• [WHAT THIS TASK INVOLVES] Swap each "Target" in the lines below for "Object" and leave everything else unchanged. Omit the pictures from what you give back.

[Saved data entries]
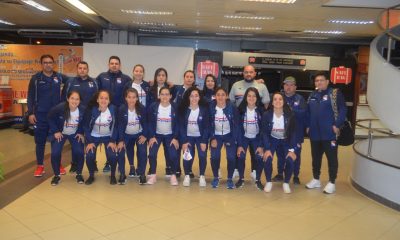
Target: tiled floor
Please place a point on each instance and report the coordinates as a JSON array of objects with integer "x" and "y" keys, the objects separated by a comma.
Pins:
[{"x": 101, "y": 211}]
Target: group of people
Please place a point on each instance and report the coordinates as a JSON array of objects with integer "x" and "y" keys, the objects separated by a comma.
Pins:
[{"x": 120, "y": 113}]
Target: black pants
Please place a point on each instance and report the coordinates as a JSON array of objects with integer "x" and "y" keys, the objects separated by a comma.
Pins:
[{"x": 318, "y": 148}]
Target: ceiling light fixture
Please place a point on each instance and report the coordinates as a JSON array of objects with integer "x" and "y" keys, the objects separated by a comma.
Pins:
[
  {"x": 249, "y": 17},
  {"x": 351, "y": 22},
  {"x": 78, "y": 4},
  {"x": 7, "y": 23},
  {"x": 270, "y": 1},
  {"x": 157, "y": 31},
  {"x": 70, "y": 22},
  {"x": 142, "y": 12},
  {"x": 36, "y": 5},
  {"x": 240, "y": 28},
  {"x": 159, "y": 24},
  {"x": 324, "y": 32}
]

• [SOLUTION FOR THIS PROBLEM]
Object: tiled floor
Please place a point on each instance and report the coordinates as a JSON array of objects with integer "x" and "y" keys, the objects separated by a comma.
Pins:
[{"x": 101, "y": 211}]
Object: group of people
Please place a point on each instance and report the coordinates as a JSON array of objects with integer "x" and "y" keys, the objects separated by a comma.
Pins:
[{"x": 120, "y": 113}]
Object: black pants
Please place a point on each instance and report the coordinates as a JSON array of objects with integer "x" and "y" keys, the objects separated by a comma.
Pins:
[{"x": 318, "y": 148}]
Object: ceiling light fixture
Please place a point on each instance and report the coordinates as a JSON array of objects with integer "x" and "y" keys, the objects separated by a comma.
Pins:
[
  {"x": 249, "y": 17},
  {"x": 351, "y": 22},
  {"x": 78, "y": 4},
  {"x": 7, "y": 23},
  {"x": 270, "y": 1},
  {"x": 157, "y": 31},
  {"x": 70, "y": 22},
  {"x": 142, "y": 12},
  {"x": 36, "y": 5},
  {"x": 240, "y": 28},
  {"x": 159, "y": 24},
  {"x": 324, "y": 32}
]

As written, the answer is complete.